What needs to be done |
Please pick out and copy each line of the material below that contains the word "sprig". Case counts.

Records for this task |
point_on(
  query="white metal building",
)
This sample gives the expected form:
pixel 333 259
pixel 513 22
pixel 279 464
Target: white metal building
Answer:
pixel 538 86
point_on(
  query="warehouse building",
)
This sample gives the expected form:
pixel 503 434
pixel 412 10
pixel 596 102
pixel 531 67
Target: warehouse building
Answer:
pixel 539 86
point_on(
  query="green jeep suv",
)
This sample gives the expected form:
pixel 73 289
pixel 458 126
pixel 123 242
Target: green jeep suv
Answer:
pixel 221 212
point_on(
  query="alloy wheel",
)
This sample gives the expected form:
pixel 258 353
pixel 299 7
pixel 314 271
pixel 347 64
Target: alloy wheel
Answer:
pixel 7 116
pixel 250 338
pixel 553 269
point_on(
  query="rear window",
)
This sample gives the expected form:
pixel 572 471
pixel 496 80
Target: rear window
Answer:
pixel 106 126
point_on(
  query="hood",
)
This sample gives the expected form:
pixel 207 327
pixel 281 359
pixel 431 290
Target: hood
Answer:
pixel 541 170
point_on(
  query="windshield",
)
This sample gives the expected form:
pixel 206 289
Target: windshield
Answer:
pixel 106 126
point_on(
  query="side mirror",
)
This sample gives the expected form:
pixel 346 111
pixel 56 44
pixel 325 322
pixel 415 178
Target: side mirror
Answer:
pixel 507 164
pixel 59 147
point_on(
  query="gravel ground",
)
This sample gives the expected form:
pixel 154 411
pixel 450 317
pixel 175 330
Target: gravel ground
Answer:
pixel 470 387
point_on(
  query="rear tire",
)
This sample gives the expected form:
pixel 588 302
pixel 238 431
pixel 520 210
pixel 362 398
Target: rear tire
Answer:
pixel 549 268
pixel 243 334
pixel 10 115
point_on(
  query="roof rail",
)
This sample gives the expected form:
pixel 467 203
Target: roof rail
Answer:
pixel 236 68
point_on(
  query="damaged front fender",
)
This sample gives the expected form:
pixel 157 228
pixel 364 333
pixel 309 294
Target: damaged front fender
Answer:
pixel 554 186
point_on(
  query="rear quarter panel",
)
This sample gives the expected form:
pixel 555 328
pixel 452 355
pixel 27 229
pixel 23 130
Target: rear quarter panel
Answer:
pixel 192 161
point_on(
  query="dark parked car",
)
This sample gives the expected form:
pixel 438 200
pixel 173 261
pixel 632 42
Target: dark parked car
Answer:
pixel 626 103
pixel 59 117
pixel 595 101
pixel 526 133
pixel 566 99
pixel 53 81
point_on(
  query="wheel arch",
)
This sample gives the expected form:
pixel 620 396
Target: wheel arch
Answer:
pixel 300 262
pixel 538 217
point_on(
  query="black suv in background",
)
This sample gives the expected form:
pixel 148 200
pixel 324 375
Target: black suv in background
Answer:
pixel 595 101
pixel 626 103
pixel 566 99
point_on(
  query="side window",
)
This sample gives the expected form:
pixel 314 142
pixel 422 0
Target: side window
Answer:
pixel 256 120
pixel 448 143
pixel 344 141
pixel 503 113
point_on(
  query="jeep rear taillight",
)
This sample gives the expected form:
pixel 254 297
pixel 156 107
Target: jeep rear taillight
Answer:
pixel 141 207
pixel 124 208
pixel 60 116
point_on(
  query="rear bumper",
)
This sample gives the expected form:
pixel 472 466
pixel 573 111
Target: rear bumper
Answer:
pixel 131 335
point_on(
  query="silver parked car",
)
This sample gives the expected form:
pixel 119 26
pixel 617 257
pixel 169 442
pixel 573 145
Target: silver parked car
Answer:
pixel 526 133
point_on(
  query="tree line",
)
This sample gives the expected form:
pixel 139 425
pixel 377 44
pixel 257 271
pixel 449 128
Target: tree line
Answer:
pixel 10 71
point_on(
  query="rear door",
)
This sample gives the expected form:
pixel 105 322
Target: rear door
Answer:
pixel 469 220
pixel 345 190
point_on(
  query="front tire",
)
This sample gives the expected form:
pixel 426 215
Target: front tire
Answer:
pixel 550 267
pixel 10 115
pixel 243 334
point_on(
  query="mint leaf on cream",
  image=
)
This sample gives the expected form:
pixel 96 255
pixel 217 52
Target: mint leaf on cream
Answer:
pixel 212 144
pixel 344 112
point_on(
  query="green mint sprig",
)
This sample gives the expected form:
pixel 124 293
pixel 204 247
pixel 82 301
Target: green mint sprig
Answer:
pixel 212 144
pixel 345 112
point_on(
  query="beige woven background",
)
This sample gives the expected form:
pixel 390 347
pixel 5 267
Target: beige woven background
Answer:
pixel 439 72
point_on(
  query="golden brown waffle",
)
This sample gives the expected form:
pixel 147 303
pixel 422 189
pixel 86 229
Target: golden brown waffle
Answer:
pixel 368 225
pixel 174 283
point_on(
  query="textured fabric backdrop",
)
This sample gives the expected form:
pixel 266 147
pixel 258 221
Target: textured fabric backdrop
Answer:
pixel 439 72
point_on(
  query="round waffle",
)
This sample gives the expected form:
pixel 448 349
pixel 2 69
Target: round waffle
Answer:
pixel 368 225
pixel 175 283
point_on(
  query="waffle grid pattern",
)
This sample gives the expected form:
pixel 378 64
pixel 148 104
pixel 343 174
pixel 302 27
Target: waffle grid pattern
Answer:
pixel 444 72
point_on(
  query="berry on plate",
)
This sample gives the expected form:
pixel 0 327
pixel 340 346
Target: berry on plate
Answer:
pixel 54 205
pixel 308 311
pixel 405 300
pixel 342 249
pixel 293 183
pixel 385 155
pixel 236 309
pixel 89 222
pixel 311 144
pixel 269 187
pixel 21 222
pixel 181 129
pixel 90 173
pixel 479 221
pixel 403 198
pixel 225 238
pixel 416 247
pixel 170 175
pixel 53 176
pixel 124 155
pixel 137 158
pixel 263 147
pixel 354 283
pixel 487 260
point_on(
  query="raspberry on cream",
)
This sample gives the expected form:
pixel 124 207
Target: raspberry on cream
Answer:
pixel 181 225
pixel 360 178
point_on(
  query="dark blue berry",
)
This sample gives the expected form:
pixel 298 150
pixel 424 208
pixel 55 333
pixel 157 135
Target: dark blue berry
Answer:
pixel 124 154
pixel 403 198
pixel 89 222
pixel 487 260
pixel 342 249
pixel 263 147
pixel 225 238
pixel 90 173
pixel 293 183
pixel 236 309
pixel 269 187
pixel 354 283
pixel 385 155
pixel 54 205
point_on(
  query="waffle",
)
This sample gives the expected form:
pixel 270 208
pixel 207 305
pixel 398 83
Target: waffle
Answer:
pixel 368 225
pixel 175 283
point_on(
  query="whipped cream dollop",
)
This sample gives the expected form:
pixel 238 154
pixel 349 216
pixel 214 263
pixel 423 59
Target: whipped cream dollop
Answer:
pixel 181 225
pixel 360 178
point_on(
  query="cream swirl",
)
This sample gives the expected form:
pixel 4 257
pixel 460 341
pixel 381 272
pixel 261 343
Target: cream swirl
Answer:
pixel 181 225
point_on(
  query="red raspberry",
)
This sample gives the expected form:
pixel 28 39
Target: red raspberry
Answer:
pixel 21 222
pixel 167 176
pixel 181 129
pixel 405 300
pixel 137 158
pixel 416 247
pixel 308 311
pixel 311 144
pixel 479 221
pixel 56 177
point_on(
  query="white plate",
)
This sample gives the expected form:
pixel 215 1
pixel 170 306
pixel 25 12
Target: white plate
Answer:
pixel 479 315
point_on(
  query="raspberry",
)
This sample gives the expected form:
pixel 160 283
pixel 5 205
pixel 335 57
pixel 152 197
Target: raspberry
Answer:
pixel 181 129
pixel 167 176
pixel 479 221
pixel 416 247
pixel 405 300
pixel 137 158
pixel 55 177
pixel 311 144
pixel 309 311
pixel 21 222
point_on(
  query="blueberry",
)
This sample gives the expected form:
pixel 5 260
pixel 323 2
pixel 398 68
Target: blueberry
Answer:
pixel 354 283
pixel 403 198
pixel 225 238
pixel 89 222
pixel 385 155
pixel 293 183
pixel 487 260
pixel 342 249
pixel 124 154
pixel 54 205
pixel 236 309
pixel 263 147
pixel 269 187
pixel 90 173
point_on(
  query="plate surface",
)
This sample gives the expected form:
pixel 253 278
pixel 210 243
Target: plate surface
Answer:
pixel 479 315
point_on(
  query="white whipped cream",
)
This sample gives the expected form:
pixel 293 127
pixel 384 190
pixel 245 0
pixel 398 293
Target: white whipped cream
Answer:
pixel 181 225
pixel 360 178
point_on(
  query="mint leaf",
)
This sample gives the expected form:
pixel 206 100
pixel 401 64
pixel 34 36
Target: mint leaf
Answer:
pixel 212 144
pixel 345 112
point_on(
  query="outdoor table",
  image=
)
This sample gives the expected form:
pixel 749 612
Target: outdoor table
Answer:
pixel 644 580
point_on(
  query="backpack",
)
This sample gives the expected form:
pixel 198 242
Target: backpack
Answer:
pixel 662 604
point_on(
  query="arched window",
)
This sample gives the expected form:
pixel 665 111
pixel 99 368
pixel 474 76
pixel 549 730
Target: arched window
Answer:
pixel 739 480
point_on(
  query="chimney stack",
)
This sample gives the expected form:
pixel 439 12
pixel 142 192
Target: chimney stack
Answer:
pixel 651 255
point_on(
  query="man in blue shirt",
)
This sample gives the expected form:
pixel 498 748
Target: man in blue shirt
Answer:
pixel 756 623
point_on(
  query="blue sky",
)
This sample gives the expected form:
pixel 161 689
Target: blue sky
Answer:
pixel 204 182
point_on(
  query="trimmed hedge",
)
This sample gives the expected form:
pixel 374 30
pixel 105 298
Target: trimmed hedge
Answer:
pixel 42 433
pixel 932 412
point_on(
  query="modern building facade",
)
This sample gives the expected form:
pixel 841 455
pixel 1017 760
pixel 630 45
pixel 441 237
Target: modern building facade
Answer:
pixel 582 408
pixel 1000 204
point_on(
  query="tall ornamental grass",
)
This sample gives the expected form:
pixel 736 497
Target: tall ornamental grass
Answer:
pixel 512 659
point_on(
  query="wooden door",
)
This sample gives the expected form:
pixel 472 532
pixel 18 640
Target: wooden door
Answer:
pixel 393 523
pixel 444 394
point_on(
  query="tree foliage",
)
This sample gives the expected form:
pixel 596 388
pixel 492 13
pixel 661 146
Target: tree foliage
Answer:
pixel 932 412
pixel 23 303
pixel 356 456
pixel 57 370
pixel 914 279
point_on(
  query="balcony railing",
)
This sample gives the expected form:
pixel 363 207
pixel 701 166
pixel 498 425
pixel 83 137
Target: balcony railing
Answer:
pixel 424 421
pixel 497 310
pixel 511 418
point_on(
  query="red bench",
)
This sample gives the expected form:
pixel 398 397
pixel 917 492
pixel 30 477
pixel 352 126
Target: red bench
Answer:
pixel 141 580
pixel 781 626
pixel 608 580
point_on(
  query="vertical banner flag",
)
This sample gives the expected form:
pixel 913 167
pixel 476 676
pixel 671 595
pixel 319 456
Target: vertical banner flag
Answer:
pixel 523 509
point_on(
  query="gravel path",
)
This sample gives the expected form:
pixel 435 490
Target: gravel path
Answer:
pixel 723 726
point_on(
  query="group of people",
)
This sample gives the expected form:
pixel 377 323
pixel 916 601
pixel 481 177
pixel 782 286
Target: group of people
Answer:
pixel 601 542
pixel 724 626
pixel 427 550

Solution for this task |
  query="green mint sprig",
Target: green mint sprig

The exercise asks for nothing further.